• **Exercise details**: Determine how many lines in the entries below contain the string "golden". State only that number.
━━━ Entries shown
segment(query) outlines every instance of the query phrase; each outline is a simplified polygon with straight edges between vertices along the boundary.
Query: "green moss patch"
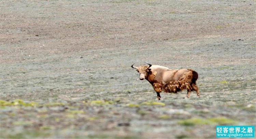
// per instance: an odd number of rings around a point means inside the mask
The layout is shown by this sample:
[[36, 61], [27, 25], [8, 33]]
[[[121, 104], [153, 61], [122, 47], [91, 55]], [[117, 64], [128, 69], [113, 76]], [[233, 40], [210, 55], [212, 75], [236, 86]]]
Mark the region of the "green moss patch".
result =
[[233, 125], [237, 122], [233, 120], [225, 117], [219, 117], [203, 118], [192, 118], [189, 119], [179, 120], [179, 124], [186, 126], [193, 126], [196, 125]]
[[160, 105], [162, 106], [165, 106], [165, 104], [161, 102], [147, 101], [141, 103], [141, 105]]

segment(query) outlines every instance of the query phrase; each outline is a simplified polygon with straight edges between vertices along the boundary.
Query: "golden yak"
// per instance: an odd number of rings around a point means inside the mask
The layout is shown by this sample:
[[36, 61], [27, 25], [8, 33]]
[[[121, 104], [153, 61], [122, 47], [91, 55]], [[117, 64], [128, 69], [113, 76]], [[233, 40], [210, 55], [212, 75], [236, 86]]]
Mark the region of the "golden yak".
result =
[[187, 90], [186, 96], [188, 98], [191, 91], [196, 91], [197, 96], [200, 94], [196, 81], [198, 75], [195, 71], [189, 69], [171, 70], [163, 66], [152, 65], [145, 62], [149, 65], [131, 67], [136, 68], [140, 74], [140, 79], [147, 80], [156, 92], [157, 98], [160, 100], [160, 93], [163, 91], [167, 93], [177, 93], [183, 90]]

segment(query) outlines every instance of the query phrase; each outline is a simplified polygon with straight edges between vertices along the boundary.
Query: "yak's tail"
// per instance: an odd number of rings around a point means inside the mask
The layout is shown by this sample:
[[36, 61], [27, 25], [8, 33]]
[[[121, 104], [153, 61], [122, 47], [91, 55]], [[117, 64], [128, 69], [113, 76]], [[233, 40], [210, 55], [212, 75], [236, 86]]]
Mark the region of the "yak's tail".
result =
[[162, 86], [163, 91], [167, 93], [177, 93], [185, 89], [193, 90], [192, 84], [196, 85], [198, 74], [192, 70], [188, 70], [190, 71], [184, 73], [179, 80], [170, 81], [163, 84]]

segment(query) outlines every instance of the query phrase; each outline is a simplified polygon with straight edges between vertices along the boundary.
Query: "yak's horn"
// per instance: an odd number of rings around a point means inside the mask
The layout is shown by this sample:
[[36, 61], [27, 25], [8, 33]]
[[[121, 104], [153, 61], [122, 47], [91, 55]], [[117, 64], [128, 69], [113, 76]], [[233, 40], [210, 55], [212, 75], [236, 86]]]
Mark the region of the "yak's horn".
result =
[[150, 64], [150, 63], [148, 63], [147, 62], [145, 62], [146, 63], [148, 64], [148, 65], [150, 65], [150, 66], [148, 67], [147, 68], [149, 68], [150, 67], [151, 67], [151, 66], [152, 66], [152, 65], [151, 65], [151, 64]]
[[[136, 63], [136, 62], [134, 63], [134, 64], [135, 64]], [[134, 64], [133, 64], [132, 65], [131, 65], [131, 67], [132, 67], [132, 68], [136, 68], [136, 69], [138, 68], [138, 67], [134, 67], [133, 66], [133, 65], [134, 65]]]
━━━━━━
━━━ Entries shown
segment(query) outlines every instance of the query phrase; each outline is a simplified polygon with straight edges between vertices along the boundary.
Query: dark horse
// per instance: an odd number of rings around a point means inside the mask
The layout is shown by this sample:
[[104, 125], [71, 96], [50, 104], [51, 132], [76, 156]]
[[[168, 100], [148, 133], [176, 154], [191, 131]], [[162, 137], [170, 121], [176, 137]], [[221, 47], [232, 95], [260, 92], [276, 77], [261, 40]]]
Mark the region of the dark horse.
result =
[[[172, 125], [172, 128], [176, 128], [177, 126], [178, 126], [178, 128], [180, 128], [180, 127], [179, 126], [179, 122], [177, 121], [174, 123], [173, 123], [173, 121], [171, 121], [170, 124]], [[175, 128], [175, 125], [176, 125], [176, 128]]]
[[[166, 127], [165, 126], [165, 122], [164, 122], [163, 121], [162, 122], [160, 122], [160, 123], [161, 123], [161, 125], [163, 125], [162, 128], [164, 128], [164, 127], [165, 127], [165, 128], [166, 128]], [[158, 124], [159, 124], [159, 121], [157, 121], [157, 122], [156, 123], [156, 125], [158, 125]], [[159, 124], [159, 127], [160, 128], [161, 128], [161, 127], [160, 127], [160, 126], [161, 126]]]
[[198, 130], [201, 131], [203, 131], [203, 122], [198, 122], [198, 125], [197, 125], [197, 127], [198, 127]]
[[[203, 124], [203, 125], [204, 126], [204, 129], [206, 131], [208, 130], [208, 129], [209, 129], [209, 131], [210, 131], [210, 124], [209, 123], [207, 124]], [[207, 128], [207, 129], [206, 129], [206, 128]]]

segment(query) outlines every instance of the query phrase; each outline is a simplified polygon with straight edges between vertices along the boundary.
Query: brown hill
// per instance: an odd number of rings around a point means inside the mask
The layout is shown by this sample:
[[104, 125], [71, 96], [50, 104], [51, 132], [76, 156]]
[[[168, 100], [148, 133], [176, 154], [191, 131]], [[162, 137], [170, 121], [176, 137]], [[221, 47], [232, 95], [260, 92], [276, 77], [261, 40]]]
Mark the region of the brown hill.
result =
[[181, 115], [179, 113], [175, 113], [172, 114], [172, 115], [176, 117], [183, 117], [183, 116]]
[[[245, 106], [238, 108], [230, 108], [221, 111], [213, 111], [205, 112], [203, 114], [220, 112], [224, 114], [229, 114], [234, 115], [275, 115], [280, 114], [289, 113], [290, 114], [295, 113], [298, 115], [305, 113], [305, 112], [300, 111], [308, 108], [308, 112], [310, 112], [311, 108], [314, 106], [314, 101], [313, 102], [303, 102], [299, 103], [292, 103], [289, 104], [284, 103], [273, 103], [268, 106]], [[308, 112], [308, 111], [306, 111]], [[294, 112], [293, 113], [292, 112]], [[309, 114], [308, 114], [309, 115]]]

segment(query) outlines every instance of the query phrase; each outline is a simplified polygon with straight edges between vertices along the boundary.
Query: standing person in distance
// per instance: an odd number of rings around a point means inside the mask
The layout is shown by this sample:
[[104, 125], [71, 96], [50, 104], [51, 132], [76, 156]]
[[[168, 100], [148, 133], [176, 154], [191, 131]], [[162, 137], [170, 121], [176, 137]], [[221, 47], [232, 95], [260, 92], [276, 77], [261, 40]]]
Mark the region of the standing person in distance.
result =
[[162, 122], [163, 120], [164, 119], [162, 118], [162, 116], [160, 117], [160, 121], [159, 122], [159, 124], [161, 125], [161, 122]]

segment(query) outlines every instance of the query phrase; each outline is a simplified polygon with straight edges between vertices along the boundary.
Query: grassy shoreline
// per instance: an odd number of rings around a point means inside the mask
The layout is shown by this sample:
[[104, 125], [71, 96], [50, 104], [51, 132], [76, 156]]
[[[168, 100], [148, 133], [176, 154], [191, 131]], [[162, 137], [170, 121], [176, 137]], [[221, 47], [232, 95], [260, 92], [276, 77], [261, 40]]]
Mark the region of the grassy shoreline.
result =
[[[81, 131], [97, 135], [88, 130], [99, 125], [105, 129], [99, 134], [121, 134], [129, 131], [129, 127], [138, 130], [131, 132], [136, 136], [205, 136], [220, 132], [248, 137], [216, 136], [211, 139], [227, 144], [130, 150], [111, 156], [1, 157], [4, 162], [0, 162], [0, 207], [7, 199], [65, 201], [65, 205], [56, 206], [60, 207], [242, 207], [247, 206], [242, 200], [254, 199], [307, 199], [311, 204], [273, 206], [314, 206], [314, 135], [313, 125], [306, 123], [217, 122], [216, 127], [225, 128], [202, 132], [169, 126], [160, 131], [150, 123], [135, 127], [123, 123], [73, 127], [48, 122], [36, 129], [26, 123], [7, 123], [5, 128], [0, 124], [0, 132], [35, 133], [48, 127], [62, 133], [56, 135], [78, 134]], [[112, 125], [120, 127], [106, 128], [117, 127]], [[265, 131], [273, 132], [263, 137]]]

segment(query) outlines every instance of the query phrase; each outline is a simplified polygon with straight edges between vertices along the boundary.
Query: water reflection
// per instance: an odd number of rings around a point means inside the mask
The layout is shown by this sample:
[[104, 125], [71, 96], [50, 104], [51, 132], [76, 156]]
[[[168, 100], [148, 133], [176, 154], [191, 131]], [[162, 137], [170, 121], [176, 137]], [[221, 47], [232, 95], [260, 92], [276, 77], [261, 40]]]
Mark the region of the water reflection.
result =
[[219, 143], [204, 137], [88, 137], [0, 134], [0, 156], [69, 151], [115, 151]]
━━━━━━
━━━ Entries shown
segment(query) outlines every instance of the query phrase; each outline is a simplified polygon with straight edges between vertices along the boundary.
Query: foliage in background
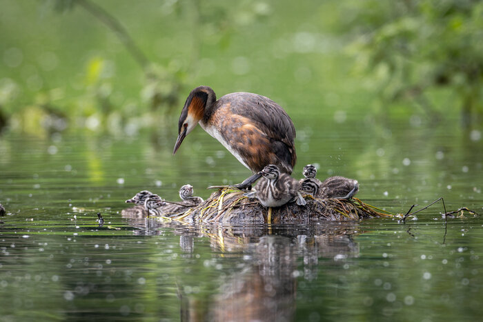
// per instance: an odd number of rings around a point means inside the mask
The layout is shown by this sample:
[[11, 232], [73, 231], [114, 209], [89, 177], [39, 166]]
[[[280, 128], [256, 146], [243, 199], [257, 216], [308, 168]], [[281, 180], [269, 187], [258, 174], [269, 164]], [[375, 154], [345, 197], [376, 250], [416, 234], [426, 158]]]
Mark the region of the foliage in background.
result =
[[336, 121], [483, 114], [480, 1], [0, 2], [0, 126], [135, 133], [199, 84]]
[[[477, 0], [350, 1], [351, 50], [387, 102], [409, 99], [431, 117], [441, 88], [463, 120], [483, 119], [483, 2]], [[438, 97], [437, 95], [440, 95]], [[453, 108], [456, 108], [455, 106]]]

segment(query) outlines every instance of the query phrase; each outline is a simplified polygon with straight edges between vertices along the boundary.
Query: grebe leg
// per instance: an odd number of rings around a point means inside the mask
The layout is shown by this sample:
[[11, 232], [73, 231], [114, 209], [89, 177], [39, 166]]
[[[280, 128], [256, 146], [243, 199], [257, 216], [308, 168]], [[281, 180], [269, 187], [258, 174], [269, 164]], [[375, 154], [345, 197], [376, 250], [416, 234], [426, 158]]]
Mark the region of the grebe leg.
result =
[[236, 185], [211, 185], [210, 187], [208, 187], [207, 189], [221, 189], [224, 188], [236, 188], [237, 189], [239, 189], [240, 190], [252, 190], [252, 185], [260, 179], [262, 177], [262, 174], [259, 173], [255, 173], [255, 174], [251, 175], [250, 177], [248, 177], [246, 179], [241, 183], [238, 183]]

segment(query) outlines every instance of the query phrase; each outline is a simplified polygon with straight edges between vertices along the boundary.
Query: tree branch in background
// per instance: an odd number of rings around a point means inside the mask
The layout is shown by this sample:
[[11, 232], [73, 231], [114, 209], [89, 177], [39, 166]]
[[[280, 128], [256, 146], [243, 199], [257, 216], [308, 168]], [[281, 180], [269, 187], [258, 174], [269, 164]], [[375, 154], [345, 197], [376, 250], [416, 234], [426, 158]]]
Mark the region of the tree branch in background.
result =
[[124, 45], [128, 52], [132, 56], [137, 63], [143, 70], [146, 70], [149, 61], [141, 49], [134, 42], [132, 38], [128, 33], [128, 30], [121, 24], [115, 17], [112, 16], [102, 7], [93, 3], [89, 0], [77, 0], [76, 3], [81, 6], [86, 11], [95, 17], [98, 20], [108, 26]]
━━━━━━
• **Worked answer**: 2